Yet another sql injection question

[bothwell]

The company I work for bought some software from a third party vendor that was riddled with mistakes, broken code, and SQL injection vulnerabilities. My co wanted me to go through the views on the software and change it all from tables to divs (  it pays the bills, I suppose), but when I'd finished that I presented them with a list of broken stuff to get the developer to fix. The thing that still worries me is the SQL injection vulns because I don't know enough about them to know how secure the code is.

 

What he's done to fix it is something like:

 

$query= "SELECT * FROM table WHERE uname = '$uname' AND upass = '$upass'";

if (!$query)
{ print "There has been a database error"; }

    mysql_query($query);

 

I am not at all sure what this means. Is he checking that the value of $query matches what's in the code? Entering apostrophes into the input fields does return the database error print, so I don't think anything is being sanitised at all. It is at least impervious to my super-basic knowledge of SQL injection attack methods (but I'm hardly joe hax0r).

Provided data:
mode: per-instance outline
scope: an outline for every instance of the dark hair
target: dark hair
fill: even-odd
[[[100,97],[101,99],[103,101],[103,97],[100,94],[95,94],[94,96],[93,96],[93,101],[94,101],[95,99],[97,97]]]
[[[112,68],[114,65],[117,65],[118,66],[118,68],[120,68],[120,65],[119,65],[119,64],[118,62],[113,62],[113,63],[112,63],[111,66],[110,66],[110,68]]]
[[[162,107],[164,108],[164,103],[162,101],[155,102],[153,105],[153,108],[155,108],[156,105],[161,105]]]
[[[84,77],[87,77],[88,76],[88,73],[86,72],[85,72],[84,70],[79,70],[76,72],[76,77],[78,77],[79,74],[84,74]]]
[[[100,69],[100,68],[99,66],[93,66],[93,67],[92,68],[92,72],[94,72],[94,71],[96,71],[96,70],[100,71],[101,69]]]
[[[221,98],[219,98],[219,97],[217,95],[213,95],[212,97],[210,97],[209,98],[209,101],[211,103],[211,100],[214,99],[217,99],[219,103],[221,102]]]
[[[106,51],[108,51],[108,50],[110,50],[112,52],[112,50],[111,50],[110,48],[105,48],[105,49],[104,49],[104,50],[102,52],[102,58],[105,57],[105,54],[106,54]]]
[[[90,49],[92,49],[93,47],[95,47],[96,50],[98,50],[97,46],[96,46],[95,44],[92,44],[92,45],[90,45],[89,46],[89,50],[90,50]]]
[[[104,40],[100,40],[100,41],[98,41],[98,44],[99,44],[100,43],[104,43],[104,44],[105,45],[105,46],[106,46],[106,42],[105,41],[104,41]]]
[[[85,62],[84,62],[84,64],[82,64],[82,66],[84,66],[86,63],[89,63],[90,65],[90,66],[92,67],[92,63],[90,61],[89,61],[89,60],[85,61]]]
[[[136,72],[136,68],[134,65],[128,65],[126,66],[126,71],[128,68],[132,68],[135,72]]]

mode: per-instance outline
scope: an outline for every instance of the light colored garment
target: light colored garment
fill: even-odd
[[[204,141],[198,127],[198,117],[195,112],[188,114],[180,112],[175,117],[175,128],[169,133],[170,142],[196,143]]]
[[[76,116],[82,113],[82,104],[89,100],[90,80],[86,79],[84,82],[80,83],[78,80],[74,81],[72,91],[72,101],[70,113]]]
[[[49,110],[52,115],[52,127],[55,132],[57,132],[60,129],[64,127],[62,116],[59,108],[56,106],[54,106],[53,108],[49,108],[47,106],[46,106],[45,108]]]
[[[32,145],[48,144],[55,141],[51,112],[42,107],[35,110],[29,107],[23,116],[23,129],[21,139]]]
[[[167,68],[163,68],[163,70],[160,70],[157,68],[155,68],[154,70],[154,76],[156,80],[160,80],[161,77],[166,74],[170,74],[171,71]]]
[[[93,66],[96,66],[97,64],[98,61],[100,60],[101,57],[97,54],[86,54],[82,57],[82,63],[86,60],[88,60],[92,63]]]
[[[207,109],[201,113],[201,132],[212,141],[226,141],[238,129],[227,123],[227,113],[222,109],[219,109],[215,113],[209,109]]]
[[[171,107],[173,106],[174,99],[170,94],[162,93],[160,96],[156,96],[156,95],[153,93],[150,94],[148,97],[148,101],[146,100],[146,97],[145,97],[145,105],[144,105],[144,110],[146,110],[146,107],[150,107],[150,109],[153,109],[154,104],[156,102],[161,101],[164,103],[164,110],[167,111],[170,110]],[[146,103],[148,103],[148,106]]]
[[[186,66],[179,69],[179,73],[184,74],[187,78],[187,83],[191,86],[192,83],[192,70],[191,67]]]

Work instructions:
**a)** Decide whether each statement agrees with the SQL injection post: (i) the software came from a third party vendor; (ii) the writer was asked to change the views from divs to tables; (iii) typing apostrophes into the input fields brings up the database error message. Answer yes or no for each, quoting the words of the post that decide it.
**b)** Return the stretch of the SQL injection post from "mysql_query($query);" through "hardly joe hax0r).", copied word for word.
**c)** Write the next part of the SQL injection post, continuing from where it stops.
The lines above are separate material and do not belong to the SQL injection post.

Responses per task:
**a)**
(i) Yes: "bought some software from a third party vendor"
(ii) No: "change it all from tables to divs"
(iii) Yes: "Entering apostrophes into the input fields does return the database error print"

**b)**
mysql_query($query);

 

I am not at all sure what this means. Is he checking that the value of $query matches what's in the code? Entering apostrophes into the input fields does return the database error print, so I don't think anything is being sanitised at all. It is at least impervious to my super-basic knowledge of SQL injection attack methods (but I'm hardly joe hax0r).

**c)**
 

Is this a valid approach?

 

[Bendude14]

well all the below line is doing is checking if $query has a value or not

 

if (!$query)

 

The real problems would come if the variables $uname and $upass had to been correctly handled from the user.

 

Can you show us the validation for them two vars?

[aeonsky]

Make sure you do:

 

$uname = trim(mysql_real_escape_string($name));
$upass = trim(mysql_real_escape_string($upass));

$query = "SELECT * FROM table WHERE uname = ('$uname') AND upass = ('$upass')";
$result = mysql_query($query) or die(mysql_error()); //Actually checks for connection  

 

 

 

 

And...

 

!$query

...is useless in my opinion.